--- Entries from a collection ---
[Begin]
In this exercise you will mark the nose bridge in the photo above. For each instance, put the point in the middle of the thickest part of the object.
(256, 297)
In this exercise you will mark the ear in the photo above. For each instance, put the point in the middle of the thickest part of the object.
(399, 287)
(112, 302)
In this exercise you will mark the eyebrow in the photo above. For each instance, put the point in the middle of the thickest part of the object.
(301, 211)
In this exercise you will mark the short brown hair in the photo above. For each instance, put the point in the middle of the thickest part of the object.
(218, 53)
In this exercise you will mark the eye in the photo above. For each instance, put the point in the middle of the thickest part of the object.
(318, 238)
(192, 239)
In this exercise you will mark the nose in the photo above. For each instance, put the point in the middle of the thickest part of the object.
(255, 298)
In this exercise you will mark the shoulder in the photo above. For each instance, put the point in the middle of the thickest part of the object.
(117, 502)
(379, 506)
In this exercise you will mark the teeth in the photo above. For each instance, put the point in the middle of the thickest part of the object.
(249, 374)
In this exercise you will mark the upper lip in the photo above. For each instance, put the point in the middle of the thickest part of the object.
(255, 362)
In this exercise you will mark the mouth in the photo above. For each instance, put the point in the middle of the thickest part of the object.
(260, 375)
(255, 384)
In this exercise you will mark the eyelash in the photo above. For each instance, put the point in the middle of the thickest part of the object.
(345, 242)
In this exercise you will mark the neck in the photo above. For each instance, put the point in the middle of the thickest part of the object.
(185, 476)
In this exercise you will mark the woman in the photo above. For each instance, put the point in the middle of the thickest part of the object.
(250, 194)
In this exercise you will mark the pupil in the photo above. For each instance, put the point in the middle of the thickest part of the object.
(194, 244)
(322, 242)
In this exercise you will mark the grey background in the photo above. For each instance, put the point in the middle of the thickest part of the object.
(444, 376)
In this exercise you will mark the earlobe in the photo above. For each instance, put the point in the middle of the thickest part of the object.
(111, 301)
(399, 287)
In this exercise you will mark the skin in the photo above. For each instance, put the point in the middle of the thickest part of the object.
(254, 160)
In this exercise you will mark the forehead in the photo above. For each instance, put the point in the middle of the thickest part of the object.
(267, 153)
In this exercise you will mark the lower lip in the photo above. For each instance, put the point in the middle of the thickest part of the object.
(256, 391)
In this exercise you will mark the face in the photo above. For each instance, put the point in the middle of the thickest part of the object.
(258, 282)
[End]
--- Task brief ---
Rewrite all the entries, changing "thickest" to "widest" wherever it appears and leaving everything else as it is.

--- The result ---
In this exercise you will mark the nose bridge in the photo above. For each instance, put the point in the middle of the widest part of the object.
(256, 297)
In this exercise you will mark the ear in the photo above. For each instance, put the point in the middle of the widest part of the object.
(399, 287)
(112, 302)
In this exercise you will mark the eyebrow in the photo above. For each instance, put the point in the middle of the widest part of the object.
(301, 211)
In this exercise you will mark the short brown hair in the photo above. For each instance, put the point in the middle of the widest part of the object.
(218, 53)
In this exercise you will mark the eye in the photo above. For each instance, put the point in the middle of the widest part of the object.
(318, 238)
(192, 239)
In this exercise you will mark the nose in the photo above. For each instance, put the point in the middle of the widest part of the object.
(255, 298)
In this exercise you will mark the shoulder in the photo above. For each instance, put the point in the middle of the widest part of the object.
(117, 502)
(379, 506)
In this exercise you will mark the teeth in the photo above. For each instance, put the point in the middle of the widest part of the object.
(249, 374)
In this exercise you will mark the upper lip in the photo above. For each instance, put the point in the middle of the widest part of the object.
(255, 362)
In this exercise you will mark the mouth in the photo above. For each instance, put the point in the middle of the widest part of the object.
(260, 375)
(255, 384)
In this exercise you will mark the eyelash in the photo above. For each instance, put the point in the middle of the widest part of the object.
(345, 242)
In this exercise you will mark the neck in the photo above. For each instance, put the point in the middle of the widest part of the object.
(185, 476)
In this exercise you will mark the woman in the photo above. For each instance, put the point in the middle of the widest part of the object.
(250, 194)
In this exercise you will mark the pupil in the photo above. For each instance, put the point in the middle of the widest part of the object.
(194, 244)
(322, 242)
In this exercise you will mark the grey background in the photo above. For each instance, put the point in the middle of the widest part of the object.
(444, 376)
In this exercise you will mark the earlobe in the photo above. For each instance, put the point in the middle of the widest part of the object.
(111, 301)
(399, 287)
In this exercise you will mark the skin in the photo above. For each instance, put the point in the middle of the widest part of the object.
(254, 160)
In this exercise you will mark the forehead in the photo above. For each instance, put the point in the middle of the widest part of the object.
(267, 153)
In this exercise you will mark the lower lip in the photo above. For each instance, put the point in the middle of the widest part of the object.
(256, 391)
In this exercise you will mark the face in the photo above. For each instance, put the point in the middle of the widest part of the object.
(258, 282)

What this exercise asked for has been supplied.